#### Task instructions:
Scale the answer coordinates in all these rows by 1.45, rounding each to a whole number with halves going up, and write out every row again, requests included. Leave the numbers in the requests and their sample points unchanged.

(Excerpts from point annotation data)
Begin
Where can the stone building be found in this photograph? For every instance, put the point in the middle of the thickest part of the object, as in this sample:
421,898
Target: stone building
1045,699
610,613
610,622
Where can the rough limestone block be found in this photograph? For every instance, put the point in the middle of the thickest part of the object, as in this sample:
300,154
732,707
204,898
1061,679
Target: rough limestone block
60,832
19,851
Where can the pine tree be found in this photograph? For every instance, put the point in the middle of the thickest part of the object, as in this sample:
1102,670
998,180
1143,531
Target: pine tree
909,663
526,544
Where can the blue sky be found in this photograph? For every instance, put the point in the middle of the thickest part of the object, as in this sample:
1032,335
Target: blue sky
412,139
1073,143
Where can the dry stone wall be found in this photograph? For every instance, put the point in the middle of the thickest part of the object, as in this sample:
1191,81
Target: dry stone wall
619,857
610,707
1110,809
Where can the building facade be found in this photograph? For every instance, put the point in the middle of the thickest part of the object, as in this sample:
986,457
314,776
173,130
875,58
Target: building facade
End
#### Output of the task:
Where can the stone building be found in this photograph? For every instance, put the point in the middle of the thickest part of the object, as in this sample:
421,898
Target: stone building
1515,1014
885,889
885,902
Where can the rough limestone block be found in this photograph? For every instance, put the point in the middle of the thickest part of the object, as in this sample:
300,154
732,707
204,898
1061,679
Target: rough limestone block
87,1206
28,1234
Where can the pine tree be found in this photograph? For every instance, put the point in the middle of the thickest part of the object, as in this sample:
1102,670
998,180
1143,531
Target: pine tree
1318,961
763,789
Where can the blue sky be found in this photograph? For every instance, put the point in the middle of the thickest part of the object, as in this sample:
1032,335
Target: blue sky
597,202
1556,207
Where can the dry stone wall be found in this photograph? For every instance, put the point in the middle of the thickest part of the object, as in this sample:
1191,81
Target: dry stone wall
898,1243
885,1025
1610,1173
Where can the building facade be found in this photograph? For every instance, put the point in the middle of the thickest part of the object, as in this sample:
986,457
314,776
173,130
875,58
Target: building facade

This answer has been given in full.